- **Written exercise**
Your task is to output the data exactly as it stands.

- **Task data**
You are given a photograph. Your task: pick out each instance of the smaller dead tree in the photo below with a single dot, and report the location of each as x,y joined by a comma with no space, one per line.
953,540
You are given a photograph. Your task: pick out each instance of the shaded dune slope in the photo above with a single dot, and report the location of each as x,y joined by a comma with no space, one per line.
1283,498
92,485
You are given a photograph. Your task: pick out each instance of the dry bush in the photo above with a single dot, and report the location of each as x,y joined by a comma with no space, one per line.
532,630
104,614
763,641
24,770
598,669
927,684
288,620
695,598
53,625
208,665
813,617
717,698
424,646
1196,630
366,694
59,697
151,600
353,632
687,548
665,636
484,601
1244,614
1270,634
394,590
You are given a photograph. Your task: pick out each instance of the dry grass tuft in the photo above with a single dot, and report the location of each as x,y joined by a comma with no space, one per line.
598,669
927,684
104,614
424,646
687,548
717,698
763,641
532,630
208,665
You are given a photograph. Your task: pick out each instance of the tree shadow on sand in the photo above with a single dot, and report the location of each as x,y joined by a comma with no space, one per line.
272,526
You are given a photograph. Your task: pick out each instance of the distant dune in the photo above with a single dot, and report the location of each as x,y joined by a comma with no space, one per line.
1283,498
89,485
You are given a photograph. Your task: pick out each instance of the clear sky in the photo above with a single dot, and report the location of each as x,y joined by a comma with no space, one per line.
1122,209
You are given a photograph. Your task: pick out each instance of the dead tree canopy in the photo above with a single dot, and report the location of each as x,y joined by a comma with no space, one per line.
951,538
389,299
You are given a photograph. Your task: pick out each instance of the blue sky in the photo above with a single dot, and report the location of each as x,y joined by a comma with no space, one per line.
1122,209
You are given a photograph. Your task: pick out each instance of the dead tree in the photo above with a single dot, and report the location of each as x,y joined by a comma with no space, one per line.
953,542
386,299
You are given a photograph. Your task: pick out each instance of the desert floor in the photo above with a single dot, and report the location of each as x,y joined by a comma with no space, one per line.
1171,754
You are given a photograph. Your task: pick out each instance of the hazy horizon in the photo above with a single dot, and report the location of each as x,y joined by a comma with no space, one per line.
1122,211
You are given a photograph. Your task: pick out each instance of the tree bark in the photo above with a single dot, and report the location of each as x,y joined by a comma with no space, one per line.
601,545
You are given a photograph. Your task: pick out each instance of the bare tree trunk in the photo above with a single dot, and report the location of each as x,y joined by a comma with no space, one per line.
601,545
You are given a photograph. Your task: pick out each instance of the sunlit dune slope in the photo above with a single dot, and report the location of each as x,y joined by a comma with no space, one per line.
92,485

- **Problem solution**
You are given a photograph. Your task: pick out each instance of the smaller dead tree in the photo below with a single dot, and report the location of each as x,y joined by a comma with no space, one per line.
953,540
You are given a photograph. Your task: pick out each instance of the shaded dune slope in the photo above with a single dot, and report the location of each as x,y joined by a comma with no space, one per line.
1283,498
92,485
You are given a photograph. Your task: pick out each instance of the dry bush in the photo above with a single dot, and report the location of each as x,y joined by a comma with no space, one per line.
532,630
104,614
763,641
24,770
598,669
927,684
288,620
695,598
53,625
208,665
813,617
717,698
424,646
1196,630
366,694
59,697
151,600
353,632
687,548
665,636
484,601
1244,614
1270,634
394,590
You are given a photograph. Your task: pick out each instance of the dry grass tuft in the photo above with a single dot, and report the location of each as x,y joined by a comma with no space, one per line.
598,669
927,684
104,614
424,646
687,548
717,698
763,641
532,630
208,665
You are given a photograph. Your task: pick out each instance of the tree shadow on sand in the photo above with a single dot, and report the location of each as x,y joined by a comma with no space, one per line.
272,526
You are given a photograph. Your task: pick out each instance of the distant dune in the photo above with a single dot, and report the location of each as x,y joined by a comma with no space, one per line.
1283,498
89,485
You are given a photograph. Your task: pick out each instance of the clear sky in the photo above with a single dot, and report the location of each as x,y joined by a comma with no space, one per line.
1122,209
You are given a photograph. Your task: pick out each instance of the dead tree canopy in the photo above with a single dot, and report the location of each as x,y joined by a comma with no space, one per line.
951,538
389,299
You are given a photograph. Your task: pick out each instance of the blue sky in the photo above with a single dot, and report the location of each as x,y joined by a comma with no space, one per line.
1122,209
You are given a photograph. Your task: pick out each instance of the dead tree in the photo above with a single dot, and report the location of each as x,y joined by a comma with no space, one per line.
953,542
386,299
You are given a photograph. Your task: pick out each instance of the desert floor in the photo above with a single dot, and report the location of each as x,y joined by a comma with no space, one per line.
1171,754
You are given a photograph. Your task: pick out each instance of the hazy horizon in the photo above with a single dot, and report the location of each as x,y joined by a comma with no space, one per line.
1122,211
You are given a photograph. Your task: pick out each instance of the tree bark in the photo above with a single dot, and report the location of each as x,y joined by a comma with no space, one per line.
601,545
You are given a photograph. Your task: pick out each instance of the bare tree trunk in the photo above with a single dot, and report the location of each as x,y joined by a comma with no space, one per line.
601,545
You are given a photograph. Your task: pick out each instance of the sunlit dune slope in the photo above with a single dot, and report the location of each as x,y joined by a comma with no space, one per line.
92,485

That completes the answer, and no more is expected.